_Material de apoio_
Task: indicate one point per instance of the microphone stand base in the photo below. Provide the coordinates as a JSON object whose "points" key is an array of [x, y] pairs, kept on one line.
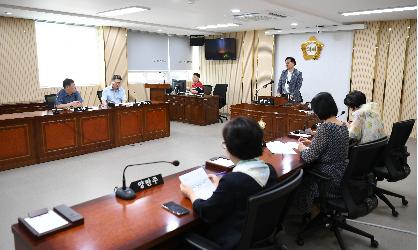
{"points": [[127, 194]]}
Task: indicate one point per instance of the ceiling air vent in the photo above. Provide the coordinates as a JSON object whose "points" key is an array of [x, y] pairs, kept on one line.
{"points": [[253, 17]]}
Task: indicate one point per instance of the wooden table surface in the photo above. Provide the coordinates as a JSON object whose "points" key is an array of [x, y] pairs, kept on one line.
{"points": [[111, 223]]}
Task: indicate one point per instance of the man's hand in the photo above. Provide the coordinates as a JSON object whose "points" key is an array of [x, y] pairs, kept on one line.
{"points": [[188, 192], [214, 179]]}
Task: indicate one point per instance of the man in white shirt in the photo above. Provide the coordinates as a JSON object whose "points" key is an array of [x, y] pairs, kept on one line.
{"points": [[291, 81], [114, 93]]}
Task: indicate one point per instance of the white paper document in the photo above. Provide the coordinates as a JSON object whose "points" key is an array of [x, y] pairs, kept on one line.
{"points": [[46, 222], [223, 162], [199, 181], [278, 147], [292, 144], [300, 135]]}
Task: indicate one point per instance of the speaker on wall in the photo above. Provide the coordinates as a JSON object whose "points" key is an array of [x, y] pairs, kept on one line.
{"points": [[197, 40]]}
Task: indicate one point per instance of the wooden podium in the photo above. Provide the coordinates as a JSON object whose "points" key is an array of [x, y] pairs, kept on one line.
{"points": [[157, 91]]}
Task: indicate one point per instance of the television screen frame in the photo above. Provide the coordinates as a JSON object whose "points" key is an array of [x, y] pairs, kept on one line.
{"points": [[214, 47]]}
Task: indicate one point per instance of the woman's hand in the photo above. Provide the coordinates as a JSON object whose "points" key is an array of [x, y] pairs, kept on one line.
{"points": [[305, 141], [214, 179], [301, 147], [188, 192]]}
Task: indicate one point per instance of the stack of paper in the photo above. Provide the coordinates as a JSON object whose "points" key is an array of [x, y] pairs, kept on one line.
{"points": [[223, 162], [199, 181], [46, 222], [278, 147], [300, 135]]}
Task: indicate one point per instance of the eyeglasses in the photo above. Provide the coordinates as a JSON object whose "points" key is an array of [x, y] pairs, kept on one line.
{"points": [[116, 77]]}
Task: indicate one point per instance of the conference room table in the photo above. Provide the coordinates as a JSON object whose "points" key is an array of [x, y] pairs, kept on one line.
{"points": [[112, 223]]}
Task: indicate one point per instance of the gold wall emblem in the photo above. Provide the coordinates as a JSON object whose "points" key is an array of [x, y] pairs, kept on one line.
{"points": [[261, 123], [312, 49]]}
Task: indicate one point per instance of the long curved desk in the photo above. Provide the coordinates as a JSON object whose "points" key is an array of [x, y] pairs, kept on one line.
{"points": [[111, 223]]}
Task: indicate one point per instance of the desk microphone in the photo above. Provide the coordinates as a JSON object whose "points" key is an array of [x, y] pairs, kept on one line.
{"points": [[267, 84], [126, 193], [342, 112]]}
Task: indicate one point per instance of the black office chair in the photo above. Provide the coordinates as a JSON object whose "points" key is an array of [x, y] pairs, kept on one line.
{"points": [[220, 90], [50, 100], [207, 89], [265, 212], [99, 95], [358, 198], [395, 166]]}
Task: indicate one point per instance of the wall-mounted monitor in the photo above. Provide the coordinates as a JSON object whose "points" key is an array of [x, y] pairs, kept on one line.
{"points": [[220, 49]]}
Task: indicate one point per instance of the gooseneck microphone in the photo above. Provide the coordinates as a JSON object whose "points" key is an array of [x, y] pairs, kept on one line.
{"points": [[127, 193]]}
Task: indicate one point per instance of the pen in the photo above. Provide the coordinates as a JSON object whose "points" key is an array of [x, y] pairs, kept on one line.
{"points": [[221, 173]]}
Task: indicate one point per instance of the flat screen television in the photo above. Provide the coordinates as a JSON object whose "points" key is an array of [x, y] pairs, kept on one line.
{"points": [[220, 49]]}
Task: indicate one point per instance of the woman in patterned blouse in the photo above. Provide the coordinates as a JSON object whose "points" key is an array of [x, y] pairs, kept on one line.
{"points": [[327, 153], [367, 125]]}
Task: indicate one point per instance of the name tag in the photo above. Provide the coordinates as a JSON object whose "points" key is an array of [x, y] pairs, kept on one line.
{"points": [[147, 183]]}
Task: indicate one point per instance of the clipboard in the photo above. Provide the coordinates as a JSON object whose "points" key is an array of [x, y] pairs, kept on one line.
{"points": [[63, 216]]}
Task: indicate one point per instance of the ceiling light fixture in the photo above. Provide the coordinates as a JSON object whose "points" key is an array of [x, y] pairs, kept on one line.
{"points": [[124, 11], [217, 26], [378, 11]]}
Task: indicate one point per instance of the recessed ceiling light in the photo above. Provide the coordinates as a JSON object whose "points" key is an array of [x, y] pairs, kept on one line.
{"points": [[217, 26], [378, 11], [123, 11]]}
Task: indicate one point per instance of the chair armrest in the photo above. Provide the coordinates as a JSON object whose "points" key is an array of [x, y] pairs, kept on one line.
{"points": [[200, 242], [316, 173]]}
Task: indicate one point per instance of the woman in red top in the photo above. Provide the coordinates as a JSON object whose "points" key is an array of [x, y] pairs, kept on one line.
{"points": [[197, 86]]}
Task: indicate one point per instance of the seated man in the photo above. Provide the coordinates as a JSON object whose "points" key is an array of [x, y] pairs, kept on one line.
{"points": [[68, 96], [114, 93], [197, 86]]}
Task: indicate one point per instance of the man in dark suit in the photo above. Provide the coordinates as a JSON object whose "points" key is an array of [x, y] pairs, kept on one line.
{"points": [[291, 81]]}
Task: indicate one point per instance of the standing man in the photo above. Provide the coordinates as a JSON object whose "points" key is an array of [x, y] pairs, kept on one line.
{"points": [[68, 96], [114, 93], [197, 86], [291, 81]]}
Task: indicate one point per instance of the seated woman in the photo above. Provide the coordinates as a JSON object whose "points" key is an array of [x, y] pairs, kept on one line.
{"points": [[367, 125], [327, 153], [225, 210]]}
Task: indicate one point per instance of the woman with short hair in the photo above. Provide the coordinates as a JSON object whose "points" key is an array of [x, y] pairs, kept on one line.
{"points": [[327, 153], [225, 211], [367, 125]]}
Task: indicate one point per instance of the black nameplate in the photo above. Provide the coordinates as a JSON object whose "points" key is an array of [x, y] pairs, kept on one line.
{"points": [[147, 183]]}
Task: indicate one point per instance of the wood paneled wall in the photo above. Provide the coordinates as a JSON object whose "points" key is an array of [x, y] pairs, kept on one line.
{"points": [[384, 68], [252, 69]]}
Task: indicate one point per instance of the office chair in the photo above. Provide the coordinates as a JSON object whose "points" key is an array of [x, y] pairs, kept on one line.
{"points": [[220, 90], [265, 213], [358, 198], [207, 89], [99, 95], [50, 100], [395, 166]]}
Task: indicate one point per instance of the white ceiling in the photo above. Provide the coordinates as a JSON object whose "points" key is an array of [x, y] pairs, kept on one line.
{"points": [[183, 16]]}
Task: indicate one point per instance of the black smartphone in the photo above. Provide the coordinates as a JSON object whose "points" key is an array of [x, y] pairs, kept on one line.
{"points": [[175, 208]]}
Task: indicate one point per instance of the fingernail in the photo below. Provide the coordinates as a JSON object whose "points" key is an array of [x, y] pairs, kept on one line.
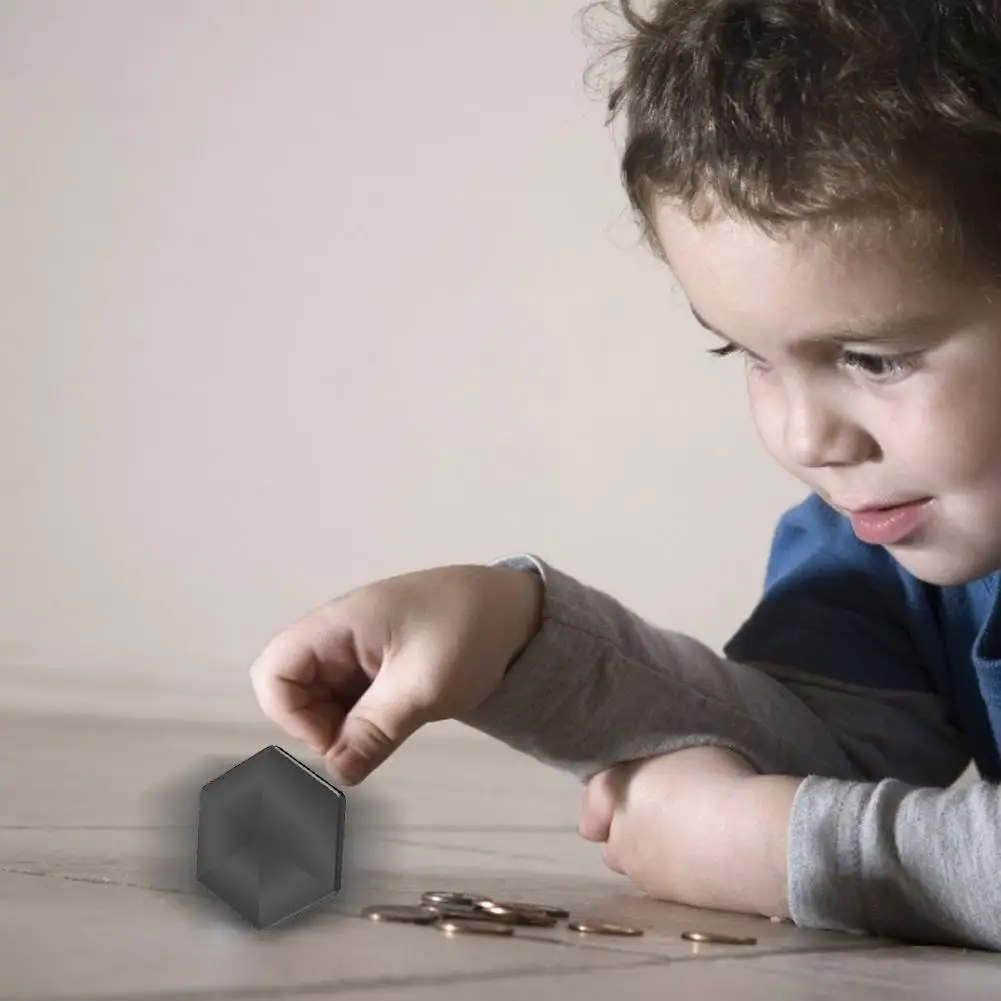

_Exercício_
Reescreva todos os registros acima, substituindo "indicate one point per instance" por "mark one point for each instance" e mantendo todo o restante inalterado. Omita as imagens na resposta.

_Resolução proposta_
Task: mark one point for each instance of the microphone stand base in the photo below. Provide the coordinates as a JSON object whose "points" key is an array of [x, y] pairs, kept on one line.
{"points": [[127, 194]]}
Task: mark one point for each instance of the ceiling air vent in the photo above. Provide the coordinates as a JSON object whose "points" key is an array of [x, y] pairs, kept on one line.
{"points": [[253, 17]]}
Task: mark one point for each instance of the wooden table surface in the photo above. Provide the coordinates as a JSON object whose "points" key is an array of [x, y] pairs, kept on one line.
{"points": [[111, 223]]}
Task: mark one point for each instance of the man's hand in the photo above. Provide the coordinates as a JSON object whose "points" key is an array of [x, y] pairs, kept on one line.
{"points": [[188, 192], [214, 179]]}
Task: mark one point for each instance of the man in white shirt in the photo above. Provide the coordinates as a JSON object whose "points" key is an array of [x, y] pairs, kept on one line.
{"points": [[291, 81], [114, 93]]}
Task: mark one point for each instance of the white paper document in the photo above. Provide the coordinates as a JSON object whose "points" key is an array of [x, y] pairs, kept on one line.
{"points": [[46, 222], [223, 162], [199, 181], [278, 147], [292, 144], [300, 135]]}
Task: mark one point for each instance of the speaker on wall in the photo above. Provide the coordinates as a JSON object whose "points" key is an array of [x, y] pairs, kept on one line.
{"points": [[197, 40]]}
Task: mark one point for each instance of the wooden podium in the photo above. Provide the coordinates as a JSON object whose "points" key is an array of [x, y] pairs, kept on one line.
{"points": [[157, 91]]}
Task: mark one point for each instance of the television screen frame in the photo above. Provide the coordinates as a JSON object whose "points" key is an array of [x, y] pairs, kept on one line.
{"points": [[214, 47]]}
Task: mark one point for each instance of the woman's hand in the photo above. Provide the coordinates as a JSON object whose "points" key is an array of [x, y] pairs, kept on one line.
{"points": [[305, 141], [214, 179], [301, 147], [188, 192]]}
Task: mark one point for each instance of the stack of paper in the photo above. Provide the coordinates as a JSON object whose "points" key is an array of [x, y] pairs, kept on one line.
{"points": [[223, 162], [199, 181], [46, 222], [278, 147], [300, 135]]}
Task: mark one point for each instance of the eyeglasses in the photo above. Provide the coordinates as a JSON object whose "points" key is an array of [x, y] pairs, kept on one line.
{"points": [[116, 77]]}
Task: mark one point for each instance of the conference room table in the photo above. Provide the coordinates as a JSON object whose "points" key is an array of [x, y] pairs, kept on one line.
{"points": [[112, 223]]}
Task: mark one point for each instance of the gold wall emblem in the photo above. Provide the coordinates as a JSON object whose "points" key is an array of [x, y] pairs, kept on one line.
{"points": [[261, 123], [312, 49]]}
Task: mark one point for each instance of the long curved desk in the photo above. Provide the coordinates as a JSON object whose "points" key is an array of [x, y] pairs, kept on one line.
{"points": [[111, 223]]}
Task: mark one point for each instance of the desk microphone in the photo above. Provide the coordinates as a JSON object whose "points" key is an array of [x, y] pairs, kept on one line.
{"points": [[267, 84], [126, 193], [342, 112]]}
Task: mark one point for each instance of the black office chair in the photo above. Provide the coordinates as a JSON object whose "points" key is an array of [x, y] pairs, kept on one line.
{"points": [[220, 90], [50, 100], [207, 89], [265, 212], [99, 95], [358, 198], [395, 166]]}
Task: mark one point for each instance of the wall-mounted monitor in the photo above. Provide the coordinates as a JSON object whose "points" key is an array of [x, y] pairs, kept on one line.
{"points": [[220, 49]]}
Task: mark one point for each instance of the gooseneck microphone in the photo above. Provide the coordinates as a JSON object whose "points" key is an array of [x, y] pairs, kept on one line.
{"points": [[127, 193]]}
Task: mark one point for each instance of the pen in the photo above. Provide the coordinates as a JSON object whose "points" key is an array of [x, y] pairs, kept on one line.
{"points": [[221, 173]]}
Task: mark one point for each instance of the flat screen television in the photo above. Provide the coordinates as a JSON object whose "points" key is an array of [x, y] pairs, kept on one line.
{"points": [[220, 49]]}
Task: mark one point for each instance of the woman in patterned blouse in the photo above. Provide the coordinates as a JSON object whose "points" key is an array of [x, y] pairs, kept on one line.
{"points": [[327, 153], [367, 125]]}
Task: mark one point for each instance of the name tag in the photo above. Provide the coordinates as a JSON object whose "points" key is an array of [x, y] pairs, kept on one line.
{"points": [[147, 183]]}
Task: mark one point for each instance of the clipboard in the photo above. Provide the coordinates as a JSON object whose "points" key is an array of [x, y] pairs, kept on one line.
{"points": [[63, 216]]}
Task: mark one point for each instance of the ceiling light fixture in the photo above. Provide the coordinates as a JSON object whose "points" key is an array of [x, y] pairs, kept on one line.
{"points": [[124, 11], [217, 26], [378, 11]]}
Task: mark one point for each instance of the recessed ceiling light in the photo above. Provide the coordinates as a JSON object whose "points" key is an array of [x, y] pairs, kept on one line.
{"points": [[217, 26], [378, 11], [123, 11]]}
Task: mark one point for each instance of the chair armrest in the photo above. Provide the coordinates as a JSON object whose "points" key is an array of [x, y] pairs, kept on one line.
{"points": [[200, 242], [316, 173]]}
Task: mark one point for each instance of the woman in red top in the photo above. Provide the coordinates as a JSON object whose "points" key is an array of [x, y] pairs, kept on one line.
{"points": [[197, 86]]}
Task: mark one point for each instance of the seated man in the photo above. Provide the coordinates as a JSON object whose "points" key is an array of [x, y] pairs, kept on one line.
{"points": [[68, 96], [114, 93], [197, 86]]}
Task: mark one point for each instance of the man in dark suit in the photo above. Provide the coordinates as a JSON object whose "points" key is an array of [x, y] pairs, kept on one line.
{"points": [[291, 81]]}
Task: mark one point for each instance of the standing man in the photo above. Provide the coordinates as a JSON object whose "points" key is an array of [x, y] pairs, kept on one line.
{"points": [[68, 96], [114, 93], [197, 86], [291, 81]]}
Task: mark one point for each instance of the seated woman in the photo above. Provide the coordinates as a JSON object whose "points" key is an array of [x, y] pairs, kept on one line.
{"points": [[367, 125], [327, 153], [225, 210]]}
Task: mark one point for each instance of the woman with short hair in the photo above. Provide the coordinates as a JSON object whose "points" key is an array of [x, y] pairs, kept on one line.
{"points": [[327, 153], [225, 211], [367, 125]]}
Task: mark one point for each instance of the black nameplate in the photo above. Provide the coordinates as a JSON object whose "points" key is an array of [x, y] pairs, kept on one line.
{"points": [[147, 183]]}
Task: mark one point for each instance of the wood paneled wall in the photo above. Provide the coordinates as a JSON object whose "points" key is an array of [x, y] pairs, kept on one line.
{"points": [[384, 68], [252, 69]]}
Task: mark one point for each instance of the office chair in the photo above. Provide the coordinates as a JSON object whose "points" key is an array of [x, y] pairs, kept on one line.
{"points": [[220, 90], [265, 213], [358, 198], [207, 89], [99, 95], [50, 100], [395, 166]]}
Task: mark one point for each instance of the white ceiling in the photo above. Provide the coordinates as a JSON object whose "points" key is an array of [x, y] pairs, kept on one line.
{"points": [[183, 16]]}
Task: mark one point for each instance of the black smartphone in the photo above. Provide the coordinates as a JSON object whose "points" key is an array of [x, y] pairs, kept on one line.
{"points": [[175, 208]]}
Task: mark one point for each instance of the fingernail in the photo below. Provide the coordinates as a JSON object whose "points" key is an array of [x, y] pairs, kept on one line.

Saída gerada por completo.